▸ TO BE DONE:
Reproduce the rows below word for word, starting at the line that contains "Q: In the image above, where is the metal pole" and ending at the final line of the rows, both included.
• • • •
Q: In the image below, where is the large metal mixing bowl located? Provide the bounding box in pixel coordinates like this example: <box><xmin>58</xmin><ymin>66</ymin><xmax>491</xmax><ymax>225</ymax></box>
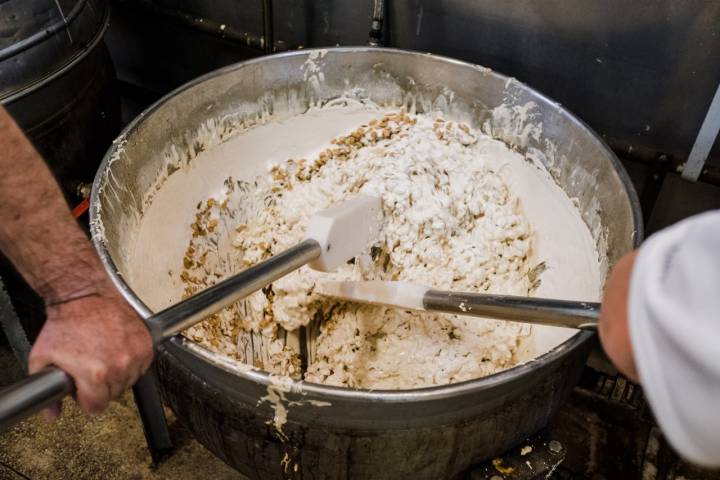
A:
<box><xmin>91</xmin><ymin>48</ymin><xmax>642</xmax><ymax>480</ymax></box>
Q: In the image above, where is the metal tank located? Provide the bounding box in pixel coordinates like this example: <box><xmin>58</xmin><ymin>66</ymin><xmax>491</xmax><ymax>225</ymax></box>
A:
<box><xmin>0</xmin><ymin>0</ymin><xmax>120</xmax><ymax>198</ymax></box>
<box><xmin>91</xmin><ymin>47</ymin><xmax>642</xmax><ymax>480</ymax></box>
<box><xmin>0</xmin><ymin>0</ymin><xmax>120</xmax><ymax>338</ymax></box>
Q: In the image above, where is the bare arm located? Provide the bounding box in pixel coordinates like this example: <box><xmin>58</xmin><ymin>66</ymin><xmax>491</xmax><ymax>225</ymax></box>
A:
<box><xmin>0</xmin><ymin>108</ymin><xmax>152</xmax><ymax>413</ymax></box>
<box><xmin>599</xmin><ymin>252</ymin><xmax>638</xmax><ymax>381</ymax></box>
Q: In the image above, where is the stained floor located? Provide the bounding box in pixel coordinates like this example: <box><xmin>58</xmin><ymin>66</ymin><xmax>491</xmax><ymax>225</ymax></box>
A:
<box><xmin>0</xmin><ymin>347</ymin><xmax>245</xmax><ymax>480</ymax></box>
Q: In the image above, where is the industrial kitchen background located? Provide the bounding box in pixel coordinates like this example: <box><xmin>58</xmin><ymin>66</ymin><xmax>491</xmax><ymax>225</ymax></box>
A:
<box><xmin>0</xmin><ymin>0</ymin><xmax>720</xmax><ymax>479</ymax></box>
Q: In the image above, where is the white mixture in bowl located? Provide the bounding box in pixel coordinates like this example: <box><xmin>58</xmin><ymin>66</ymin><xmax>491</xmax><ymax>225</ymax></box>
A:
<box><xmin>128</xmin><ymin>101</ymin><xmax>602</xmax><ymax>389</ymax></box>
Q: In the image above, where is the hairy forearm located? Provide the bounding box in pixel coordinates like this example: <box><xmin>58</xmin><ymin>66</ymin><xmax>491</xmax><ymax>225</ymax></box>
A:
<box><xmin>0</xmin><ymin>108</ymin><xmax>106</xmax><ymax>303</ymax></box>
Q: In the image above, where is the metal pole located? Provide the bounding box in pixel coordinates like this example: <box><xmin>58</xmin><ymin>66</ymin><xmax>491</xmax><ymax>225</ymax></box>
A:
<box><xmin>682</xmin><ymin>81</ymin><xmax>720</xmax><ymax>182</ymax></box>
<box><xmin>262</xmin><ymin>0</ymin><xmax>275</xmax><ymax>54</ymax></box>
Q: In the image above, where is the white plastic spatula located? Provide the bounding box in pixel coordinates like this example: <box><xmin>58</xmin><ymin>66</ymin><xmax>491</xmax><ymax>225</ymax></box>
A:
<box><xmin>316</xmin><ymin>281</ymin><xmax>600</xmax><ymax>330</ymax></box>
<box><xmin>0</xmin><ymin>195</ymin><xmax>382</xmax><ymax>431</ymax></box>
• • • •
▸ REPLY TO THE TASK:
Q: In the image above, where is the metal pole located? Provide the bounding box in pixel coordinates like this example: <box><xmin>58</xmin><ymin>66</ymin><xmax>491</xmax><ymax>225</ymax></box>
A:
<box><xmin>682</xmin><ymin>81</ymin><xmax>720</xmax><ymax>182</ymax></box>
<box><xmin>262</xmin><ymin>0</ymin><xmax>275</xmax><ymax>54</ymax></box>
Q: In the image above, where is the white plastic spatula located? Provide the bounding box in pixel coordinates like this example: <box><xmin>58</xmin><ymin>66</ymin><xmax>491</xmax><ymax>225</ymax></box>
A:
<box><xmin>316</xmin><ymin>281</ymin><xmax>600</xmax><ymax>330</ymax></box>
<box><xmin>0</xmin><ymin>195</ymin><xmax>382</xmax><ymax>431</ymax></box>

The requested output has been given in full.